Davos Diary, Day 3: Panels galore
PIERRE VERDY/AFP/Getty Images The first real day of the formal Forum got off to a lively start Wednesday morning with a panel on the geopolitics of a divided world. At least it did for me: There were several other panels to choose from. Selecting which of six or seven alternative (and parallel) panels to attend ...
PIERRE VERDY/AFP/Getty Images
The first real day of the formal Forum got off to a lively start Wednesday morning with a panel on the geopolitics of a divided world. At least it did for me: There were several other panels to choose from. Selecting which of six or seven alternative (and parallel) panels to attend is the most difficult thing you can do in Davos (other than learning to suffer silently through security). It’s possible for two people to spend the same week here and experience two entirely different Forums.
But a divided world is one of my concerns, so I made a beeline for that session (assuming that bees negotiate paths involving makeshift temporary passageways, wood-plank paths, tent-flaps, and multiple floors). The shuttle from my home base in Klosters was late, but that meant shorter security lines, since the majority of participants follow Swiss norms of punctuality and throng the airport-style scanners early in time for the first panels.

○ ○ ○ ○

INSTRUCTIONS →
1: Quote the Davos diary entry word for word, starting at "Davos Diary, Day" and ending at "to attend ...".
2: In the Davos diary entry, what was the subject of the panel the writer attended on Wednesday morning?
3: Write what comes next in the Davos diary entry, picking up after its final sentence.
The lines placed after this point come from a source unrelated to the Davos diary entry.

○ ○ ○ ○

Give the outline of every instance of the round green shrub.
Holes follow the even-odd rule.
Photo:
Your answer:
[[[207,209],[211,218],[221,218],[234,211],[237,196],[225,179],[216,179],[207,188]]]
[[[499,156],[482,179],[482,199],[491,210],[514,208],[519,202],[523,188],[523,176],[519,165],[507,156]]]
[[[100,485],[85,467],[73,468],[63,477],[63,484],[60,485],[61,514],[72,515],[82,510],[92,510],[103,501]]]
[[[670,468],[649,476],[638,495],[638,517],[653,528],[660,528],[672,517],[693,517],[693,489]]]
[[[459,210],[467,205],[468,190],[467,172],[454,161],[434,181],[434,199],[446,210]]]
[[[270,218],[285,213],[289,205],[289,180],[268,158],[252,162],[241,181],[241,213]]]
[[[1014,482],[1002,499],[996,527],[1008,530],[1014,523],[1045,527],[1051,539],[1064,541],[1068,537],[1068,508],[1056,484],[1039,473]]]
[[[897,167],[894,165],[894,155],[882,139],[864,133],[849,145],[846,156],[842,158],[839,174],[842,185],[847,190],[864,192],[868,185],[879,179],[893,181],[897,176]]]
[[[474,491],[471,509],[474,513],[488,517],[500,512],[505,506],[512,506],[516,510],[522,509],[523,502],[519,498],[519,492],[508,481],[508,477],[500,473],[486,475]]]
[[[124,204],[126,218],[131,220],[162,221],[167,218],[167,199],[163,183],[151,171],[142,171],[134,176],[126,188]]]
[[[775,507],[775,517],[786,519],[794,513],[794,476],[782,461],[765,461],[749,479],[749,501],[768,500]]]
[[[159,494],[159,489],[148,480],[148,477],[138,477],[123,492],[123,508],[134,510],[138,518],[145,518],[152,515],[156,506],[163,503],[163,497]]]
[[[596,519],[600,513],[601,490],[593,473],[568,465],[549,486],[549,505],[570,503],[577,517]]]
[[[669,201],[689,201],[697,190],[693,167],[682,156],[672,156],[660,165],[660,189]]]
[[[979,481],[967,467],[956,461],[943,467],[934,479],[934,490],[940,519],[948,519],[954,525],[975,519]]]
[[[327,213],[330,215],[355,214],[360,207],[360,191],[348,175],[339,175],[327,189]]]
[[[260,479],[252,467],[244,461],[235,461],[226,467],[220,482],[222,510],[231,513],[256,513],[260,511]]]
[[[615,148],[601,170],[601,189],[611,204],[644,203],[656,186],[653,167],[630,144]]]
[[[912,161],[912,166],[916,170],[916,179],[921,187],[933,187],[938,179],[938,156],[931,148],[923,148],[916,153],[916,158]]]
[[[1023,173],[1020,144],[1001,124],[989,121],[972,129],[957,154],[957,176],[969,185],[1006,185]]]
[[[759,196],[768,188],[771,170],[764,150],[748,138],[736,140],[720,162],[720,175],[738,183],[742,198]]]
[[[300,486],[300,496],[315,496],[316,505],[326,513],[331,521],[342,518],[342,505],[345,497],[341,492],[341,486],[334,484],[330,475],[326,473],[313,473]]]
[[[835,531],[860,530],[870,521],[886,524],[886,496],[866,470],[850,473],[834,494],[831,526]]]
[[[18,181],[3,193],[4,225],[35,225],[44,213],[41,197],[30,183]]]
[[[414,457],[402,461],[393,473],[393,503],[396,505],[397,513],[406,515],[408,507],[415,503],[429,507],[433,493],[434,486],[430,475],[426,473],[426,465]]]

○ ○ ○ ○

TASK RESPONSES →
1:
Davos Diary, Day 3: Panels galore
PIERRE VERDY/AFP/Getty Images The first real day of the formal Forum got off to a lively start Wednesday morning with a panel on the geopolitics of a divided world. At least it did for me: There were several other panels to choose from. Selecting which of six or seven alternative (and parallel) panels to attend ...

2: The geopolitics of a divided world.

3:
By the time I snuck in, the discussion had warmed up nicely. There was much intelligent talk about the changing world that will confront the next American president, and thoughtful concern about the need to restore U.S. soft power — defined by a panelist as America’s reputation for legitimacy and competence internationally, both categories in which it has suffered under the Bush administration. A senior Chinese participant (I’m trying to honor Davos’s non-attribution policies here) argued convincingly that China has no interest in promoting any division in the world: “It’s our first chance since the Opium Wars of the 1840s to develop and modernize our country, and all we want is peace, not confrontation anywhere in the world.” Reacting to comments about China’s lack of democracy, he pointed out to the Americans (and the Frenchman) present that neither country had given the vote to women until the 1920s, and the United States had denied it to many blacks until the 1960s. “Give us time, too,” he said, adding for good measure, “And don’t expect us to be like you.”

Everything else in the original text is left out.